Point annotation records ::
□ □ □

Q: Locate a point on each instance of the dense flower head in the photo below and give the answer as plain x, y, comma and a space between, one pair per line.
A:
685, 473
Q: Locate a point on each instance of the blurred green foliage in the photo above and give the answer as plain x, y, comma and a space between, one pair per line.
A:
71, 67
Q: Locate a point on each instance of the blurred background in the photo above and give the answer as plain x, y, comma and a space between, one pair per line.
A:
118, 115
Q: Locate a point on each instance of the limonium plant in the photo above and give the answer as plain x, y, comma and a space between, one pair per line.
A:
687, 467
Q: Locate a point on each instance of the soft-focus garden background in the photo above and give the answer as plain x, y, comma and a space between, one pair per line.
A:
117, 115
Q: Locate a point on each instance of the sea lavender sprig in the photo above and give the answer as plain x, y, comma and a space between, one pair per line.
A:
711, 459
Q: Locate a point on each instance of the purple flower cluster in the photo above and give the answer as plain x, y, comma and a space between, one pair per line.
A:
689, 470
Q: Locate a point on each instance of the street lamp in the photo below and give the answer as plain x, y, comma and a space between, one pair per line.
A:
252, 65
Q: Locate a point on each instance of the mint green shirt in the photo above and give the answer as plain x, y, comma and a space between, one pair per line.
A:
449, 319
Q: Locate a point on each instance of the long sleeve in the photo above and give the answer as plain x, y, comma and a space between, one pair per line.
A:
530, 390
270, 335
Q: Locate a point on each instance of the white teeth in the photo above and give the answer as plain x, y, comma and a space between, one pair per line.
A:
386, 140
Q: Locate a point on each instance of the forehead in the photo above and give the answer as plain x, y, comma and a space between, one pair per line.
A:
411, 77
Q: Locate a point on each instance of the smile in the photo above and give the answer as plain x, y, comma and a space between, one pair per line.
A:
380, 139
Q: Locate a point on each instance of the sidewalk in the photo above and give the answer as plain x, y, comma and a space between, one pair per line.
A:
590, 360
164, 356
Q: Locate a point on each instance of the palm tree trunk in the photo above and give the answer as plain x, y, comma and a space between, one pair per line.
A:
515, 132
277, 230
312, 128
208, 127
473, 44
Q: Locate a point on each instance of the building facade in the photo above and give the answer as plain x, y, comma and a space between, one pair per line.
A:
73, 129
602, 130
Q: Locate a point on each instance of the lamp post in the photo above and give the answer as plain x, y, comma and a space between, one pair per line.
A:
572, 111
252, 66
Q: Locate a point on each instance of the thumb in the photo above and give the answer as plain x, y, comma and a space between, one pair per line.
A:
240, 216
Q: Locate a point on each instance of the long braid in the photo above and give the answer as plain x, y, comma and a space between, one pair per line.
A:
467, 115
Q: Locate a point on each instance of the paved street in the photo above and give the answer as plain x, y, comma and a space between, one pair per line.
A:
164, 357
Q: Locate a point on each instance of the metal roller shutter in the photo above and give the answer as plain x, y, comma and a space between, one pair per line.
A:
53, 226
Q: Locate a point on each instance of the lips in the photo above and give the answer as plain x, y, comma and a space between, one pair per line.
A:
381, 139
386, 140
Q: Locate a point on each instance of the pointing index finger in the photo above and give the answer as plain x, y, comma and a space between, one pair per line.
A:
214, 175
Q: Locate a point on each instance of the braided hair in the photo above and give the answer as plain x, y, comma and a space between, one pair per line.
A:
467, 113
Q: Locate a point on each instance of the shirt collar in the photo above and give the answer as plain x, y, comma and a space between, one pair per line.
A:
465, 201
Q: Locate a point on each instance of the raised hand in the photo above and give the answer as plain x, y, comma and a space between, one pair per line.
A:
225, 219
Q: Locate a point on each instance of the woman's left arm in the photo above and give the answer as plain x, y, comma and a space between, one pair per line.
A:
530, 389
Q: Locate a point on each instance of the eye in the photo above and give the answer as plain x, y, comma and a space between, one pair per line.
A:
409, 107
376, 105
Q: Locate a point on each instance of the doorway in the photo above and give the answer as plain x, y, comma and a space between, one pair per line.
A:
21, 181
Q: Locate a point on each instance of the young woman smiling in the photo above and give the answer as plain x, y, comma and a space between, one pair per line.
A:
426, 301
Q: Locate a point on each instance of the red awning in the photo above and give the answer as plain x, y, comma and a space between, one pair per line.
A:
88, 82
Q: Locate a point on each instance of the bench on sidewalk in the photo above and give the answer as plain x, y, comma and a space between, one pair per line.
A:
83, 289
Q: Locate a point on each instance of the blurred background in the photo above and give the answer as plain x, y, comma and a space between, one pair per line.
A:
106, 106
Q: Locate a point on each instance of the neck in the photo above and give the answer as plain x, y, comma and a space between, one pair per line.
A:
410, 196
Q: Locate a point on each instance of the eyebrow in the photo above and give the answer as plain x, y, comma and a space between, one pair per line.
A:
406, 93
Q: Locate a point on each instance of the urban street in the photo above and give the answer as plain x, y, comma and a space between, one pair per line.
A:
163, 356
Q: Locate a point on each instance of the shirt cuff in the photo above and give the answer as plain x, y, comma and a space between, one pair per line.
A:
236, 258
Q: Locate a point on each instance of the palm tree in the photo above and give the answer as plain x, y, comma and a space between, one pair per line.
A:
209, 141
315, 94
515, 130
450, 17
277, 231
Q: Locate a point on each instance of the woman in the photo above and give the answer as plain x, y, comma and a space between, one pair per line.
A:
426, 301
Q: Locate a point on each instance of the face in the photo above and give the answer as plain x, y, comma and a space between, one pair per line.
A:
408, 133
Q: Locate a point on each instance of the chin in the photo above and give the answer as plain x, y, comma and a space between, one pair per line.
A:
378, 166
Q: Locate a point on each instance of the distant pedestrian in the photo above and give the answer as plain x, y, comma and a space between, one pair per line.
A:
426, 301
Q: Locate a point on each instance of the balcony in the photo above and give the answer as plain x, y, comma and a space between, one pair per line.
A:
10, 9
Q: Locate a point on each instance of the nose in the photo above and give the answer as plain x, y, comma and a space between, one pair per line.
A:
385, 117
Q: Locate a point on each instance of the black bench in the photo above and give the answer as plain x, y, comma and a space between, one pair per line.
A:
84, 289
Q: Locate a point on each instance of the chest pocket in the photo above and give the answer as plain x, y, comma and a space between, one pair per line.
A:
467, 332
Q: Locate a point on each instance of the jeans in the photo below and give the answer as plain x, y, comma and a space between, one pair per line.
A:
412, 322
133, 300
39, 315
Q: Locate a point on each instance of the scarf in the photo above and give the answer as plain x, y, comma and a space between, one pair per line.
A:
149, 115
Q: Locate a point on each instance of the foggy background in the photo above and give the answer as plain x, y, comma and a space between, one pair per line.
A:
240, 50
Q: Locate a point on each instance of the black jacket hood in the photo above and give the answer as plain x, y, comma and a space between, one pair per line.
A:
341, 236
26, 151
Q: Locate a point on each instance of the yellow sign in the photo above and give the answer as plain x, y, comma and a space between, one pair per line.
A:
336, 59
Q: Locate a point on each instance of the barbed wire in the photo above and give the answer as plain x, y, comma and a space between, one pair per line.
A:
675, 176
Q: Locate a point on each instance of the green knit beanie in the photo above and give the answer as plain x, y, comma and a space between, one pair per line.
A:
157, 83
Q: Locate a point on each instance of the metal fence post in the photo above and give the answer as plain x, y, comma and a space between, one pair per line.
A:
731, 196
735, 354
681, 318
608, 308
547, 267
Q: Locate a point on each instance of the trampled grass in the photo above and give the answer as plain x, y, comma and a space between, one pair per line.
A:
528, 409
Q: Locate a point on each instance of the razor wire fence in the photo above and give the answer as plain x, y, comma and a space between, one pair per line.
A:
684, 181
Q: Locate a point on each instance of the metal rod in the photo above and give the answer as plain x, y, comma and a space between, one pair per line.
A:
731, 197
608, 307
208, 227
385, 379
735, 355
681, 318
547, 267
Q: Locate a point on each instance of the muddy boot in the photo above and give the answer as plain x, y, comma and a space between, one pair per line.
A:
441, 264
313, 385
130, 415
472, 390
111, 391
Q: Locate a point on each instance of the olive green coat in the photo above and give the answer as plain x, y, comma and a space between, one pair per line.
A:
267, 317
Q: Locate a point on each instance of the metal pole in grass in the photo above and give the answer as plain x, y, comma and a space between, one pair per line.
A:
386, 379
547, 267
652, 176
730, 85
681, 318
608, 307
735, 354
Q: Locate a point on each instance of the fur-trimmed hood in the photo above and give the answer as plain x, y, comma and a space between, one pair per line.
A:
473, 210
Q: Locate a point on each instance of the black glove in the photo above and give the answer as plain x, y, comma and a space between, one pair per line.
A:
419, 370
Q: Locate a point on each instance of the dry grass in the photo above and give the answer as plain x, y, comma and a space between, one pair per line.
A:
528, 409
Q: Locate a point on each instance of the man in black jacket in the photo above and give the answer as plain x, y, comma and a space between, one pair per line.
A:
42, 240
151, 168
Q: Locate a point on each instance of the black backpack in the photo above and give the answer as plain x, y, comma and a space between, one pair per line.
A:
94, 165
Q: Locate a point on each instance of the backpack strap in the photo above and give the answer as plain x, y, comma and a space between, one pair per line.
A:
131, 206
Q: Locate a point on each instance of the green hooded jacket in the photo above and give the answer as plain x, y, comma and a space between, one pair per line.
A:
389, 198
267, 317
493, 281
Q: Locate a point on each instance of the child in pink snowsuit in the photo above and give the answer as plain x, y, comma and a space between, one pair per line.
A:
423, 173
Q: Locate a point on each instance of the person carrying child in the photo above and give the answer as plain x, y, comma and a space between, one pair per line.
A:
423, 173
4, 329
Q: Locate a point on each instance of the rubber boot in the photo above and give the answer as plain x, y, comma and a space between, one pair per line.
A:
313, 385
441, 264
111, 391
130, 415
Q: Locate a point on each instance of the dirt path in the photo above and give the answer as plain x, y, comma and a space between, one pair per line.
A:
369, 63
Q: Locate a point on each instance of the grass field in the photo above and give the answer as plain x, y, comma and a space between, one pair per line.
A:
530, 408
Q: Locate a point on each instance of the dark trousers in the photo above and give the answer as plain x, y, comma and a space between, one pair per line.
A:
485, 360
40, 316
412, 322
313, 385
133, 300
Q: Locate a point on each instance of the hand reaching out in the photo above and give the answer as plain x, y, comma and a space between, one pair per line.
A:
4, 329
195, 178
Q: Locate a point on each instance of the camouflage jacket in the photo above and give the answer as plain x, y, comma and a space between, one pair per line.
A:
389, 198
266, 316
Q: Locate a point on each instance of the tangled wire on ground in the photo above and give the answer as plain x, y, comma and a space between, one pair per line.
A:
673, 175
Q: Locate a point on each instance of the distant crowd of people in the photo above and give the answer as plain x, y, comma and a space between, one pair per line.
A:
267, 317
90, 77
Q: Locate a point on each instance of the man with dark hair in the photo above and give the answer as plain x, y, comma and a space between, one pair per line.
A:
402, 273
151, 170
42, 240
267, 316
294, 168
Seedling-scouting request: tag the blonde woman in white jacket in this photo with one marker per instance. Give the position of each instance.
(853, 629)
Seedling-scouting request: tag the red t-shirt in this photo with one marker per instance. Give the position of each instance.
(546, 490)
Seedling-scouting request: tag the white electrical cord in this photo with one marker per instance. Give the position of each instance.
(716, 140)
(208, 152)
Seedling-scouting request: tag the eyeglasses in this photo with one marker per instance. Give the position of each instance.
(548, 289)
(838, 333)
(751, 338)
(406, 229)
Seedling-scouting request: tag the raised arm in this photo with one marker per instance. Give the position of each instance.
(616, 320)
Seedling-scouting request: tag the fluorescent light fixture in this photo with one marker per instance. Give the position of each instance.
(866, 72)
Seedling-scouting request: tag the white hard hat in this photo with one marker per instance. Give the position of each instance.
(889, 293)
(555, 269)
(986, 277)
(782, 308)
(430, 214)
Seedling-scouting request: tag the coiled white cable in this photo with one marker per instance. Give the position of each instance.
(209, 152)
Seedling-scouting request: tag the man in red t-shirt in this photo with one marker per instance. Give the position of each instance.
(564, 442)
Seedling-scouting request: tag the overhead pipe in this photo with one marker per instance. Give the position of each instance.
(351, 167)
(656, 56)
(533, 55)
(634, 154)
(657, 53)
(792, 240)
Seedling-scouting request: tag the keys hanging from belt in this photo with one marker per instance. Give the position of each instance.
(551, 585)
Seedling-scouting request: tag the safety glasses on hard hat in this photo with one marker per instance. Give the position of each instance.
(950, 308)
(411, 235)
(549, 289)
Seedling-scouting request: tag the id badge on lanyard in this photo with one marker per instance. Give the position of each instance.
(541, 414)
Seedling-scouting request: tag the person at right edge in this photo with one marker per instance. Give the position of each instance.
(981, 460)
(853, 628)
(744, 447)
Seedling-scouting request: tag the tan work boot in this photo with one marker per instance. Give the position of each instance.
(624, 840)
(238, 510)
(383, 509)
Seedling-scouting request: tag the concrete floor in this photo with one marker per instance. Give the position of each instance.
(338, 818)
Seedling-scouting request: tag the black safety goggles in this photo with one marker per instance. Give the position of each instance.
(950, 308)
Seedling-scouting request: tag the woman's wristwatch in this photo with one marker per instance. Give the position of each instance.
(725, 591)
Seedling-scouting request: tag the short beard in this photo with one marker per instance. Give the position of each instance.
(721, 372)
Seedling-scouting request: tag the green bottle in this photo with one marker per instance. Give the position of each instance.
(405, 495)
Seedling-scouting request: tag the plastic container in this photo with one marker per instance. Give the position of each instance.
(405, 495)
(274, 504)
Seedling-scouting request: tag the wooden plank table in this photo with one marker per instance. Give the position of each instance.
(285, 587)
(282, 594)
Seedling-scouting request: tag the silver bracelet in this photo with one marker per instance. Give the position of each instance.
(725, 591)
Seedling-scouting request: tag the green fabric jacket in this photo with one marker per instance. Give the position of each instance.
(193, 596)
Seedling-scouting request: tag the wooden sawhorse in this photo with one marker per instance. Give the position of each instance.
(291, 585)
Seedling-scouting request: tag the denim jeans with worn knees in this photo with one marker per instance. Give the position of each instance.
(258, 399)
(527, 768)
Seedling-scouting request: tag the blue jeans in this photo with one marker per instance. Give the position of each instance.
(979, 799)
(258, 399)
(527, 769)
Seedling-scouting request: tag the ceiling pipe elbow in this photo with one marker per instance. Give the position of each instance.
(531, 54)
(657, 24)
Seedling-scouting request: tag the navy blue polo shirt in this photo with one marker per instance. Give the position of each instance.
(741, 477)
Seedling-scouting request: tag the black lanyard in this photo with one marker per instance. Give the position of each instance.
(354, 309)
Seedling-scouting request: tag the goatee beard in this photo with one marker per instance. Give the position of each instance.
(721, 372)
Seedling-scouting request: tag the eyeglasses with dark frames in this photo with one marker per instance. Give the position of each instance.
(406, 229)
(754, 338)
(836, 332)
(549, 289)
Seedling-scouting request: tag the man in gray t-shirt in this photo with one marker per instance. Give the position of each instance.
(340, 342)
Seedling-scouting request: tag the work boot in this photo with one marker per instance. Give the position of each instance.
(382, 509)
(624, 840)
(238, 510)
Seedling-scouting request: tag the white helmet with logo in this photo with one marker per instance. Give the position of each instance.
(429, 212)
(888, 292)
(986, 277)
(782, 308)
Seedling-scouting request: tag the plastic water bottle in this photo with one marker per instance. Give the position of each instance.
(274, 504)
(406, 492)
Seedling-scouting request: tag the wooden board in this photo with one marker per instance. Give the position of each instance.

□ □ □

Directions ::
Print the line containing "Seedling-scouting request: tag the ceiling" and every line after it to the end of the records above, exactly as written, and nothing else.

Written response ::
Seedling-scouting request: tag the ceiling pipe elbow in this photo with one marker per instance. Give the position of each instance.
(531, 54)
(657, 24)
Seedling-scouting request: tag the navy blue polo shirt in this photo with one marker per instance. Give the position of each instance.
(741, 477)
Seedling-scouting request: tag the black lanyard in this photo with one marker per instance. Give the position of each instance.
(354, 309)
Seedling-scouting request: tag the goatee beard in this photo with one marker per instance. Give the position of each instance.
(721, 372)
Seedling-scouting request: tag the eyeglasses with dark frames in this photo with one marker per instance. Give the position of each instance.
(406, 229)
(754, 338)
(836, 332)
(549, 289)
Seedling-scouting request: tag the man in gray t-shirt in this photo with one marker per instance. Give the position of each instance.
(340, 342)
Seedling-scouting request: tag the work boot in this photo with one marker per instance. Give the position of each instance.
(382, 509)
(624, 840)
(238, 510)
Seedling-scouting request: tag the white helmet with logo in this photo with one marker per instance. Give the position of each instance.
(429, 212)
(888, 292)
(986, 277)
(782, 308)
Seedling-scouting request: tag the plastic water bottle in this photo with one marker per instance. Give the position of each instance.
(274, 504)
(406, 492)
Seedling-scouting request: tag the wooden board in this photo with one marker per instance. Give the position of each instance.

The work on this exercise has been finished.